**Recorded data**
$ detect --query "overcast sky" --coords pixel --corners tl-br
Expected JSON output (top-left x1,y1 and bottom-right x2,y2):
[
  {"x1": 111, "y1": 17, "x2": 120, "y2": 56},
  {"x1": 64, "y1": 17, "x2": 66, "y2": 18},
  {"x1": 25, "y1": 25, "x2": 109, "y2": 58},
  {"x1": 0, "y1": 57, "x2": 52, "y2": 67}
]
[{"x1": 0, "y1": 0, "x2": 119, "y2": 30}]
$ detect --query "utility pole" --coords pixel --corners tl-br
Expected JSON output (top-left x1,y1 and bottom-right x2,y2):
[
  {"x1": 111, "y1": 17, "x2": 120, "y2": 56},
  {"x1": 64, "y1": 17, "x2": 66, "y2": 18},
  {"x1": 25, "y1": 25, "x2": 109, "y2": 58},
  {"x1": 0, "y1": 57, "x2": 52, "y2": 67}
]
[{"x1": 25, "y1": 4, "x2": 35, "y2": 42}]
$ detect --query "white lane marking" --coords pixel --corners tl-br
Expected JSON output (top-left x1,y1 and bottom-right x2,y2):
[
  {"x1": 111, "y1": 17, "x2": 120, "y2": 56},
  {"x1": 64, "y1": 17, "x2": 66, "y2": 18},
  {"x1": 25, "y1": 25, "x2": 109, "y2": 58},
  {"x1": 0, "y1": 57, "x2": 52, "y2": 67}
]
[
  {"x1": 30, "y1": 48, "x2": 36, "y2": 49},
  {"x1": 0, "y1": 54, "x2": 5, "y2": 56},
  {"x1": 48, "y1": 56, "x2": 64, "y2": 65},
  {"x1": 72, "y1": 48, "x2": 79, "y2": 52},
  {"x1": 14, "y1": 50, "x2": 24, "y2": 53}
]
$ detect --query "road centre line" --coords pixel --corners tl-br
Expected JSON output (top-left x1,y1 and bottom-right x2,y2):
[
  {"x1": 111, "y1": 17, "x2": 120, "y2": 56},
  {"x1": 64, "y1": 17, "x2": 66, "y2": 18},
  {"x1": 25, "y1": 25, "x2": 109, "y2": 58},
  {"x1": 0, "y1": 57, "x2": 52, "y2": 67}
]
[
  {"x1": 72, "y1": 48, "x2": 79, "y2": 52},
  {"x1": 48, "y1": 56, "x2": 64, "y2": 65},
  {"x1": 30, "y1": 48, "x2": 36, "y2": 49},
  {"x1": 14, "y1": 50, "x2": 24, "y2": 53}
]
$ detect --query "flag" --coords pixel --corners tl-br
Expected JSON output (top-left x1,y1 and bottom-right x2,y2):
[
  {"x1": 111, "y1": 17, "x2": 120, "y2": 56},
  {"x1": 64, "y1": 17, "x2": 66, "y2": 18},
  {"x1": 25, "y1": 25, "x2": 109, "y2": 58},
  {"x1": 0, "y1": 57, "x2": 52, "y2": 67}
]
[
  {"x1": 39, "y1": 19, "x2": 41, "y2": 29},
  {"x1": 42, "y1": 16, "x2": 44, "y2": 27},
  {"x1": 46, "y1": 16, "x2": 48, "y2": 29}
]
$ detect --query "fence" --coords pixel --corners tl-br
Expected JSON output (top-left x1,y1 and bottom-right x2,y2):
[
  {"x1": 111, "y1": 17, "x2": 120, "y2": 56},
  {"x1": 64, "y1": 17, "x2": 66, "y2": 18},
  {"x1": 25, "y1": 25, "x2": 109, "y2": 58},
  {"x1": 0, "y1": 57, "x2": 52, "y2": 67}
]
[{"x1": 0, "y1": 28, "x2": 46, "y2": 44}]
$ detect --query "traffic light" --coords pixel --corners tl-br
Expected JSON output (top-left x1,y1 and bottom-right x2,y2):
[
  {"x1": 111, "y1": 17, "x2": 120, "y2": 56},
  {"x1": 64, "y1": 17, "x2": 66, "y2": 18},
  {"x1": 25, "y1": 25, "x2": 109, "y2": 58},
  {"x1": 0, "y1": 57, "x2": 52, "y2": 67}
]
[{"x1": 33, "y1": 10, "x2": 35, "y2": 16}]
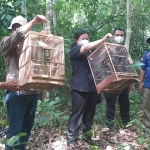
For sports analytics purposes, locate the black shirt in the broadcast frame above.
[70,45,96,92]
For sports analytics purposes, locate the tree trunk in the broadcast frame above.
[125,0,131,51]
[21,0,27,17]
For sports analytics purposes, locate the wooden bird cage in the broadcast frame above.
[19,31,65,90]
[88,43,139,94]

**Instructions for the task**
Copy all of the data above word for word, leaving out the pictures.

**The response**
$ detect --query "overcast sky" --coords pixel --corners tl-br
Expected JSON output (top-left x1,y1 and bottom-right x2,y2):
[
  {"x1": 111, "y1": 17, "x2": 120, "y2": 56},
  {"x1": 64, "y1": 17, "x2": 66, "y2": 18},
  {"x1": 25, "y1": 25, "x2": 109, "y2": 58},
  {"x1": 0, "y1": 57, "x2": 52, "y2": 67}
]
[{"x1": 0, "y1": 0, "x2": 119, "y2": 30}]
$ detect --query "utility pole" --coords pixel --corners tl-br
Expected JSON output (top-left x1,y1 and bottom-right x2,y2):
[
  {"x1": 111, "y1": 17, "x2": 120, "y2": 56},
  {"x1": 64, "y1": 17, "x2": 66, "y2": 18},
  {"x1": 25, "y1": 25, "x2": 109, "y2": 58},
  {"x1": 0, "y1": 57, "x2": 52, "y2": 67}
]
[{"x1": 25, "y1": 4, "x2": 35, "y2": 42}]
$ detect --query "white lane marking" --coords pixel --corners tl-br
Expected JSON output (top-left x1,y1 and bottom-right x2,y2):
[
  {"x1": 111, "y1": 17, "x2": 120, "y2": 56},
  {"x1": 64, "y1": 17, "x2": 66, "y2": 18},
  {"x1": 25, "y1": 25, "x2": 109, "y2": 58},
  {"x1": 0, "y1": 57, "x2": 52, "y2": 67}
]
[
  {"x1": 30, "y1": 48, "x2": 36, "y2": 49},
  {"x1": 0, "y1": 54, "x2": 5, "y2": 56},
  {"x1": 48, "y1": 56, "x2": 64, "y2": 65},
  {"x1": 72, "y1": 48, "x2": 79, "y2": 52},
  {"x1": 14, "y1": 50, "x2": 24, "y2": 53}
]
$ detect --query "road centre line" --coords pixel --corners tl-br
Expected JSON output (top-left x1,y1 and bottom-right x2,y2):
[
  {"x1": 111, "y1": 17, "x2": 120, "y2": 56},
  {"x1": 64, "y1": 17, "x2": 66, "y2": 18},
  {"x1": 25, "y1": 25, "x2": 109, "y2": 58},
  {"x1": 0, "y1": 57, "x2": 52, "y2": 67}
]
[
  {"x1": 72, "y1": 48, "x2": 79, "y2": 52},
  {"x1": 48, "y1": 56, "x2": 64, "y2": 65},
  {"x1": 30, "y1": 48, "x2": 36, "y2": 49},
  {"x1": 14, "y1": 50, "x2": 24, "y2": 53}
]
$ detect --query "flag" --coords pixel --corners tl-br
Expected JSON output (top-left x1,y1 and bottom-right x2,y2):
[
  {"x1": 111, "y1": 17, "x2": 120, "y2": 56},
  {"x1": 64, "y1": 17, "x2": 66, "y2": 18},
  {"x1": 25, "y1": 25, "x2": 109, "y2": 58},
  {"x1": 0, "y1": 57, "x2": 52, "y2": 67}
]
[
  {"x1": 39, "y1": 19, "x2": 41, "y2": 29},
  {"x1": 42, "y1": 16, "x2": 44, "y2": 27},
  {"x1": 46, "y1": 16, "x2": 48, "y2": 29}
]
$ detect --query "fence" --coords pixel --corners tl-br
Expected JSON output (top-left x1,y1 and bottom-right x2,y2):
[
  {"x1": 111, "y1": 17, "x2": 120, "y2": 56},
  {"x1": 64, "y1": 17, "x2": 66, "y2": 18},
  {"x1": 25, "y1": 25, "x2": 109, "y2": 58},
  {"x1": 0, "y1": 57, "x2": 52, "y2": 67}
]
[{"x1": 0, "y1": 28, "x2": 46, "y2": 44}]
$ detect --query "traffic light" --coords pixel --corners tl-br
Expected JSON output (top-left x1,y1 and bottom-right x2,y2):
[
  {"x1": 111, "y1": 17, "x2": 120, "y2": 56},
  {"x1": 64, "y1": 17, "x2": 66, "y2": 18},
  {"x1": 25, "y1": 25, "x2": 109, "y2": 58},
  {"x1": 0, "y1": 57, "x2": 52, "y2": 67}
]
[{"x1": 33, "y1": 10, "x2": 35, "y2": 16}]
For sports analytics purposes, locate the black shirt in the broadcast frame above.
[70,45,96,92]
For sports analytics purposes, locate the tree trunk in the broadcast frame above.
[125,0,131,51]
[21,0,27,17]
For sports analytics purposes, locate the wooden bird cage in the broadcast frame above.
[19,31,65,90]
[88,43,139,94]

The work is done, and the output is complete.